What to do:
Return, word for word, the rows from the line with "the wing flap" up to and including the line with "x=562, y=476".

* BEGIN *

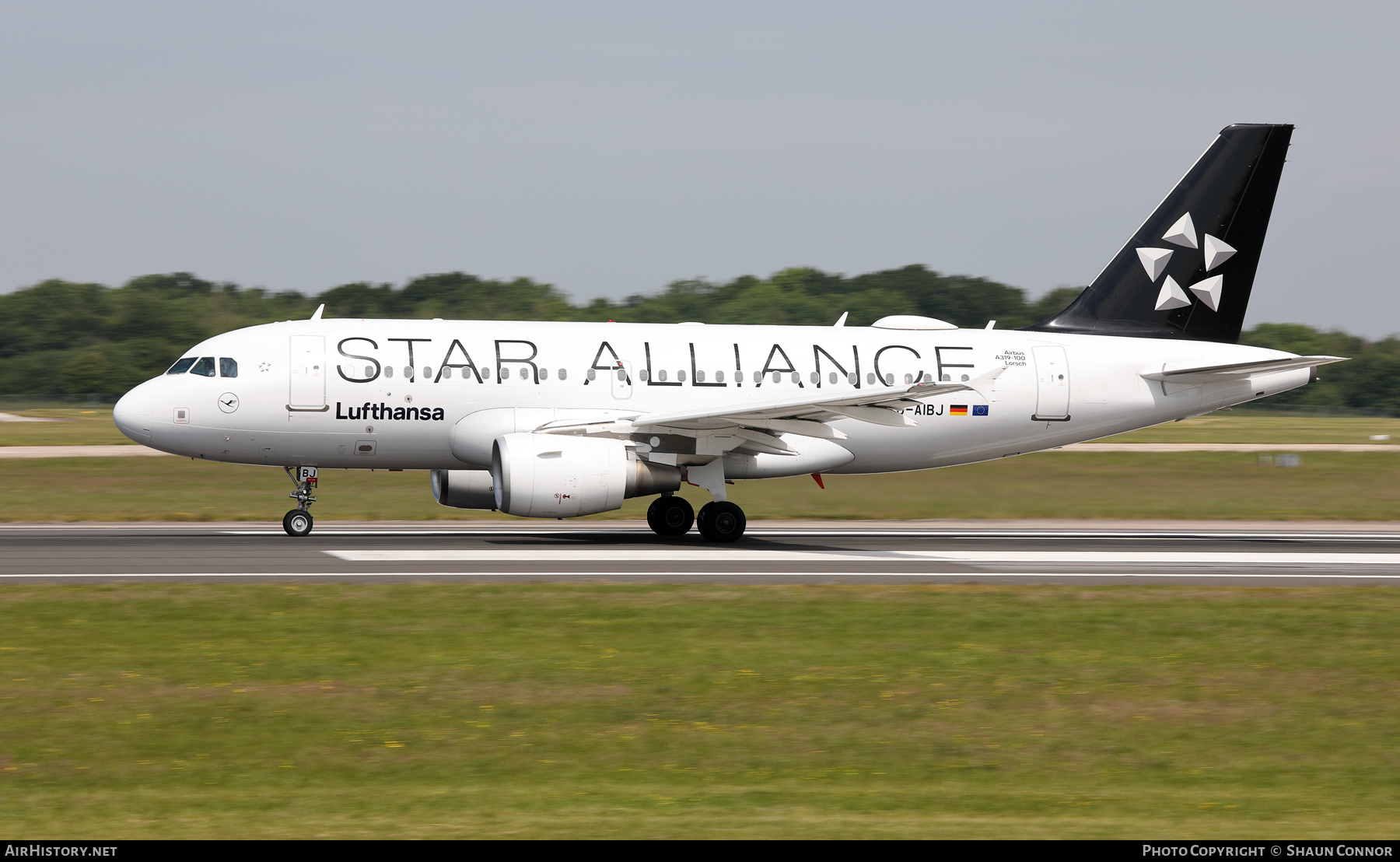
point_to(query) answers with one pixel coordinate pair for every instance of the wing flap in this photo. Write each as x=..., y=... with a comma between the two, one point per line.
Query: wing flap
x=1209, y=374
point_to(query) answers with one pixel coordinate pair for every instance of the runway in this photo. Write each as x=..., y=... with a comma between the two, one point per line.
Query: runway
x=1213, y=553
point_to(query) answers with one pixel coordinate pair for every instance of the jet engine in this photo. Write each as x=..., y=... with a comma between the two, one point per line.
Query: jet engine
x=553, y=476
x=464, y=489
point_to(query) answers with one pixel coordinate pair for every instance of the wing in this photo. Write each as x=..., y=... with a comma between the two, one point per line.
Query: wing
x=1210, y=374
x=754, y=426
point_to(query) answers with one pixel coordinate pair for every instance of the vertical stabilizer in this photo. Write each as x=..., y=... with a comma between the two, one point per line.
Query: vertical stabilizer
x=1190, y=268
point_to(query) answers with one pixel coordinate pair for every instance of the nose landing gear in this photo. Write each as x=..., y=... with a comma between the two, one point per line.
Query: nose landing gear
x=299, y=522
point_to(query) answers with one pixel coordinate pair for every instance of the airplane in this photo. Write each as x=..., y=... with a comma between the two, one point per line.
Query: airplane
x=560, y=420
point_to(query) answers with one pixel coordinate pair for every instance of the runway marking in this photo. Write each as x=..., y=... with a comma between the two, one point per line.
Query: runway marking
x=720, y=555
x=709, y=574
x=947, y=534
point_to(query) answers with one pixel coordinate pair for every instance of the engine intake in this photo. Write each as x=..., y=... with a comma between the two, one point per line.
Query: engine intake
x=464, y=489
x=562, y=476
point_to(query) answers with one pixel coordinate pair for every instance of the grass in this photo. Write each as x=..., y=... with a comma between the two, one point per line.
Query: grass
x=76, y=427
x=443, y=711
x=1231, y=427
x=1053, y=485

* END *
* BEGIN *

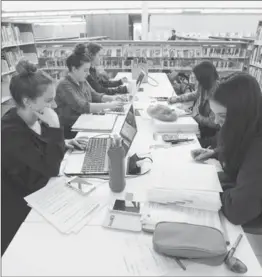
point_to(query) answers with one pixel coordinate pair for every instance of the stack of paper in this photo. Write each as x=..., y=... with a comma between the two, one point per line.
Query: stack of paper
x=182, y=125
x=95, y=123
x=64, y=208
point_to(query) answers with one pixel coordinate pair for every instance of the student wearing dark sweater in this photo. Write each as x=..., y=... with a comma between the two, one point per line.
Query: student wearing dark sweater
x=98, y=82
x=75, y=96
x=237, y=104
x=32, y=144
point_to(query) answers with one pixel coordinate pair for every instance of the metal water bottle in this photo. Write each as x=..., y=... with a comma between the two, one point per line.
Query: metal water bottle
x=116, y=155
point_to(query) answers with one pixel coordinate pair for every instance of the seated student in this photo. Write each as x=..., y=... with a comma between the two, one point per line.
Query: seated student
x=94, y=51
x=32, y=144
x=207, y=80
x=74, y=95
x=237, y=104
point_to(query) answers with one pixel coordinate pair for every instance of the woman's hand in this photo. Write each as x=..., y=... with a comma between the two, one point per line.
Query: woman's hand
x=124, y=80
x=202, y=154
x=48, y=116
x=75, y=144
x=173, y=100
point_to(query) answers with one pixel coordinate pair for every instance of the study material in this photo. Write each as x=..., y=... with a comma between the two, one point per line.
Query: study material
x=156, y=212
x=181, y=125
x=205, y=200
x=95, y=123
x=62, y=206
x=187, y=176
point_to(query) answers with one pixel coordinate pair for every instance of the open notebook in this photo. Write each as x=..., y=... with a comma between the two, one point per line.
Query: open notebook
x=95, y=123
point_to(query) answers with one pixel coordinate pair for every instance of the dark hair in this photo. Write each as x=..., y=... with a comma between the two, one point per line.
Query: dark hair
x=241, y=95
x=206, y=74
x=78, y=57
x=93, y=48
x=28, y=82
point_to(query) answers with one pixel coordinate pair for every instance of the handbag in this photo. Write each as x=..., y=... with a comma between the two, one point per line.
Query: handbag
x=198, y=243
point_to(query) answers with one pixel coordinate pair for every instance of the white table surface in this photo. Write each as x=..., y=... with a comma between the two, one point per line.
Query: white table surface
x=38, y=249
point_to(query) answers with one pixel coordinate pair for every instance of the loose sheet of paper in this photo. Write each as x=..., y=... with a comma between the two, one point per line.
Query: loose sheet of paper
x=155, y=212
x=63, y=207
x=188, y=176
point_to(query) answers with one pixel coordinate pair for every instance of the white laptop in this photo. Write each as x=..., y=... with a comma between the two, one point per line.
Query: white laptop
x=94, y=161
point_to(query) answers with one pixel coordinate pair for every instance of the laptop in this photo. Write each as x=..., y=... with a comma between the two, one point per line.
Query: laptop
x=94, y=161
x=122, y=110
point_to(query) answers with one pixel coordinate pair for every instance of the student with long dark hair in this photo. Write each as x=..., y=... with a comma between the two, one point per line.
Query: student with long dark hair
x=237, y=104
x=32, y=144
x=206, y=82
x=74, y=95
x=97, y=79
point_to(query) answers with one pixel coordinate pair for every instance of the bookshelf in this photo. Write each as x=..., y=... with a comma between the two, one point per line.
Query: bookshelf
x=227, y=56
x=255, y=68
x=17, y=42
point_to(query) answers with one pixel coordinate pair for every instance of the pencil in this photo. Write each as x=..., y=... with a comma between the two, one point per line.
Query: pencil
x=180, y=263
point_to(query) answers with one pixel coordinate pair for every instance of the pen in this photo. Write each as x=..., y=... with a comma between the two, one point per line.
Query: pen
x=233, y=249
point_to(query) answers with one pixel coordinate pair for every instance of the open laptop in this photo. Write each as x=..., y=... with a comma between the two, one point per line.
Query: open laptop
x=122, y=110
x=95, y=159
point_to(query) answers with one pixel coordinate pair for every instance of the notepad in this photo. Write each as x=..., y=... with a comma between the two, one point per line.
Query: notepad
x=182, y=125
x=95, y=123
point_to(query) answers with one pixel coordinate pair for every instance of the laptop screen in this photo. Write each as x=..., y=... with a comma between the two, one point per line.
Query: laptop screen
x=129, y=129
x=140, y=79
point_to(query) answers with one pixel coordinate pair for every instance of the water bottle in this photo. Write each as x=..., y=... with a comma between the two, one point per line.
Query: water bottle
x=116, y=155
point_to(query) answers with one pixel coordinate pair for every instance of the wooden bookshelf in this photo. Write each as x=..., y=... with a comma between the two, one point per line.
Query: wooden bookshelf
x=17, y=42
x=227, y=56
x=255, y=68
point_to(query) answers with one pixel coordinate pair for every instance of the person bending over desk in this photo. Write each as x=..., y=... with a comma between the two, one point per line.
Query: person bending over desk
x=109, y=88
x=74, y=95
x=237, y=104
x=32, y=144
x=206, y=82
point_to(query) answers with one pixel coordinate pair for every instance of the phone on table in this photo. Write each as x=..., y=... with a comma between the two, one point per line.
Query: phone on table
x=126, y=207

* END *

Result of this exercise:
point_to(query) answers with one pixel coordinate pair for every instance of the wing flap in this photo. Write each as x=..., y=... with a comma between the two, one point per line.
Query: wing flap
x=1209, y=374
point_to(query) answers with one pixel coordinate pair for every instance of the runway in this photo. Write each as x=..., y=... with a comma between the two, one point per line.
Query: runway
x=1213, y=553
point_to(query) answers with one pixel coordinate pair for every instance of the jet engine in this photo. Write each as x=..., y=... with a comma between the two, one point per line.
Query: jet engine
x=553, y=476
x=464, y=489
point_to(query) answers with one pixel coordinate pair for every instance of the wing in this photo. Write each as x=..., y=... with a comma between the two, one point per line.
Query: wing
x=1210, y=374
x=754, y=426
point_to(query) answers with one pixel coordinate pair for every instance of the vertical stabilizer in this photo. Write each as x=..., y=... with a comma between the two, one point per line.
Query: vertical stabilizer
x=1190, y=268
point_to(query) answers with one pixel coordinate pair for every instance of the nose landing gear in this photo. Write each as x=..., y=... with a comma between the two, one point per line.
Query: nose landing gear
x=299, y=522
point_to(query) answers with one pixel coordinate pair for every instance of the airplane in this photo. Write each as x=..., y=... with a comma between the two, one point per line.
Query: airplane
x=560, y=420
point_to(query) answers with one pixel coordinate pair for every instance of the runway marking in this photo. Write each as x=..., y=... with a comma between the two, one point per line.
Query: runway marking
x=720, y=555
x=709, y=574
x=947, y=534
point_to(query) answers with one pixel coordinate pair for every instance of the engine intake in this photo. Write each as x=..., y=... with a comma between the two, one point per line.
Query: engine intake
x=464, y=489
x=562, y=476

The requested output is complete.